[<<Содержание] [Архив]       ЛЕХАИМ  ДЕКАБРЬ 2011 КИСЛЕВ 5772 – 12(236)

 

Генрих Падва: «Были дела, после которых хотелось застрелиться»

Беседу ведет Елена Калашникова

Одной из главных книжных новинок осени стали вышедшие в издательстве «ПРОЗАиК» мемуары Генриха Падвы «От сумы и от тюрьмы... Записки адвоката». В этом номере «Лехаим» печатает интервью с Генрихом Падвой и рецензию Льва Гурского на его книгу.

Генрих Падва

Елена Калашникова Хороший адвокат, помимо прочего, должен владеть драматическим искусством, знать психологию. Был ли у вас опыт изучения этих сфер человеческой дея­тельности?

Генрих Падва Представление об адвокате как об актере и психологе относится к дореволюционным временам, к суду присяжных. Кто-то мне сказал, что адвокат — это тот, кто вовремя подсунет нужный документ, справку. В своей книге «От сумы и от тюрьмы... Записки адвоката» я привожу такой случай. Человек признавался в убийстве, очевидец все подтвердил, была ясна причина, мотив. Адвокат на заседании чуть ли не дремал и только в конце стал допытываться у судмедэксперта, во сколько наступила смерть. Судья ему еще сказал: «Что вы пристаете к эксперту?» Когда выяснилось, что не позже двенадцати, адвокат достал бумажечку, удостоверяющую, что поезд, на котором приехал его клиент, сильно опоздал и пришел в три часа ночи…

Я со школьной скамьи мечтал стать адвокатом, но представлял эту профессию скорее в дореволюционном контексте. В 9–10-м классах нам преподавали психологию, тогда ее только ввели в школе. Учитель спросил: «Кто хочет позаниматься в лаборатории психологического общества при МГУ?» И я год туда ходил. Немножко разочаровался — эксперименты не показались мне интересными.

ЕК А ораторское мастерство?

ГП Моя кузина училась в театральном училище, и я вместе с ней осваивал скороговорки типа «Ехал грека через реку…». Потом стал учиться декламации, участвовал в конкурсах, читал «Стихи о советском паспорте» Маяковского. Надо было преодолеть страх перед публичным выступ­лением. Работники телевидения говорят, что в студии я свободно себя чувствую, но вначале я был ужасно зажат и не видел ничего, кроме микрофона. Помогло то, чему я учил студентов: нужно думать, о чем говоришь, а не о том, как в это время выглядишь.

---

### УСЛОВИЕ ЗАДАЧИ A
Какое стихотворение Маяковского, согласно интервью, Генрих Падва читал на конкурсах декламации?

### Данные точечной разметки
---

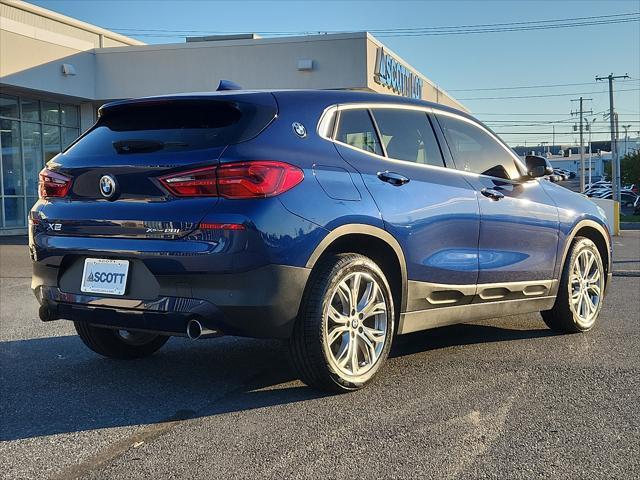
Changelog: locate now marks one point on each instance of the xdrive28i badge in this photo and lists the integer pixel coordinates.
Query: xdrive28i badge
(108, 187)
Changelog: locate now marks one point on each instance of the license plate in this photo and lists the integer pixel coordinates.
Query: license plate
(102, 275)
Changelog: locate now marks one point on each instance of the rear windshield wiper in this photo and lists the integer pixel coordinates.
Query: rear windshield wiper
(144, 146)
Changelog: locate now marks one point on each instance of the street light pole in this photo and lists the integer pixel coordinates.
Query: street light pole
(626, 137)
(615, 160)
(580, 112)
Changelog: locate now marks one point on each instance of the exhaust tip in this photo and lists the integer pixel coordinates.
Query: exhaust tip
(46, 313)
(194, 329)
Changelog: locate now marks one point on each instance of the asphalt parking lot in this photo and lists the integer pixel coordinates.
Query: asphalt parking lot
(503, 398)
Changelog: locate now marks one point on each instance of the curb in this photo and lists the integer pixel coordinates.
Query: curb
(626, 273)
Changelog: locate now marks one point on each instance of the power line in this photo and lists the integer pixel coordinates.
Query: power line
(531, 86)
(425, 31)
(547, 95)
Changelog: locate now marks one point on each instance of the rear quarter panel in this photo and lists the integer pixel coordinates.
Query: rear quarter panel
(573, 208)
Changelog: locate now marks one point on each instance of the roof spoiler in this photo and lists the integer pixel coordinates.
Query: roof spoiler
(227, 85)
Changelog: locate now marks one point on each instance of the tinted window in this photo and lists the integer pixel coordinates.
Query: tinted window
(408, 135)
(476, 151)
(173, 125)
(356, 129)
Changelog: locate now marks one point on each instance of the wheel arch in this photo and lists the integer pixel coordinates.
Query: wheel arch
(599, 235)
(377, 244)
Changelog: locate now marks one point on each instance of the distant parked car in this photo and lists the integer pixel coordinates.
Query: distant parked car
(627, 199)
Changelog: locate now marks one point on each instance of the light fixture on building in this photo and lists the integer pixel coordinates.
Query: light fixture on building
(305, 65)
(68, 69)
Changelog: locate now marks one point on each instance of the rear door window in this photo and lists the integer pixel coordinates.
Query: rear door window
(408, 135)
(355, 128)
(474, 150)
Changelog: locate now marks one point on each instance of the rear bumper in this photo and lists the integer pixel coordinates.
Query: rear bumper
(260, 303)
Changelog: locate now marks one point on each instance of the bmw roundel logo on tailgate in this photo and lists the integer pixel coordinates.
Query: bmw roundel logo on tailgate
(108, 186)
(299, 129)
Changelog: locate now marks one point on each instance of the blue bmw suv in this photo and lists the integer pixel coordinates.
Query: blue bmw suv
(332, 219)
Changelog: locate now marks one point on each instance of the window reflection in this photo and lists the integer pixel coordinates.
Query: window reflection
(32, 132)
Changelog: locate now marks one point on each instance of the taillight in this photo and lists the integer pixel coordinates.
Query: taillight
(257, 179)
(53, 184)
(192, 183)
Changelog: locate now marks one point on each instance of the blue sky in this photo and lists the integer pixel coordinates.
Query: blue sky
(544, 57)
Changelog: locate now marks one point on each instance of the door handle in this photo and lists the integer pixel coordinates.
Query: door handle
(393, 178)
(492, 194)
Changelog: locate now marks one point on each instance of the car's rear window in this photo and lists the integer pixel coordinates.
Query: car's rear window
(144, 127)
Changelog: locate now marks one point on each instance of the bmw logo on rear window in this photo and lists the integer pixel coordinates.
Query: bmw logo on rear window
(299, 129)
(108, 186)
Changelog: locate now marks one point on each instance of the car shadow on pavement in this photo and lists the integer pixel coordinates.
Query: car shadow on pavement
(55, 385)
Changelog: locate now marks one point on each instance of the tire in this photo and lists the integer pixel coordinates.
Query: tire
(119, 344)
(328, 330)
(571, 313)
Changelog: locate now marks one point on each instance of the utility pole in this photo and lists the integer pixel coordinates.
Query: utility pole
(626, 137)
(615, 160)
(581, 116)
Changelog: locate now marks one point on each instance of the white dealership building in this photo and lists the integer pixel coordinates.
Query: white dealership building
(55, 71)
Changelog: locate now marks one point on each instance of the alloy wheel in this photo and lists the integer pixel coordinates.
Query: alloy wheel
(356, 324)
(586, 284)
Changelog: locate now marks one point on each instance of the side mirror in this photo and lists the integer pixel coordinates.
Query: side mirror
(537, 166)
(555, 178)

---

### УСЛОВИЕ ЗАДАЧИ B
Перепишите в виде нумерованного списка строки записей от строки, содержащей «of the car's», до конца записей, пропустив пустые строки.

### ПОЛНОЕ РЕШЕНИЕ A
«Стихи о советском паспорте».

### ПОЛНОЕ РЕШЕНИЕ B
1. Changelog: locate now marks one point on each instance of the car's rear window in this photo and lists the integer pixel coordinates.
2. Query: car's rear window
3. (144, 127)
4. Changelog: locate now marks one point on each instance of the bmw logo on rear window in this photo and lists the integer pixel coordinates.
5. Query: bmw logo on rear window
6. (299, 129)
7. (108, 186)
8. Changelog: locate now marks one point on each instance of the car shadow on pavement in this photo and lists the integer pixel coordinates.
9. Query: car shadow on pavement
10. (55, 385)
11. Changelog: locate now marks one point on each instance of the tire in this photo and lists the integer pixel coordinates.
12. Query: tire
13. (119, 344)
14. (328, 330)
15. (571, 313)
16. Changelog: locate now marks one point on each instance of the utility pole in this photo and lists the integer pixel coordinates.
17. Query: utility pole
18. (626, 137)
19. (615, 160)
20. (581, 116)
21. Changelog: locate now marks one point on each instance of the white dealership building in this photo and lists the integer pixel coordinates.
22. Query: white dealership building
23. (55, 71)
24. Changelog: locate now marks one point on each instance of the alloy wheel in this photo and lists the integer pixel coordinates.
25. Query: alloy wheel
26. (356, 324)
27. (586, 284)
28. Changelog: locate now marks one point on each instance of the side mirror in this photo and lists the integer pixel coordinates.
29. Query: side mirror
30. (537, 166)
31. (555, 178)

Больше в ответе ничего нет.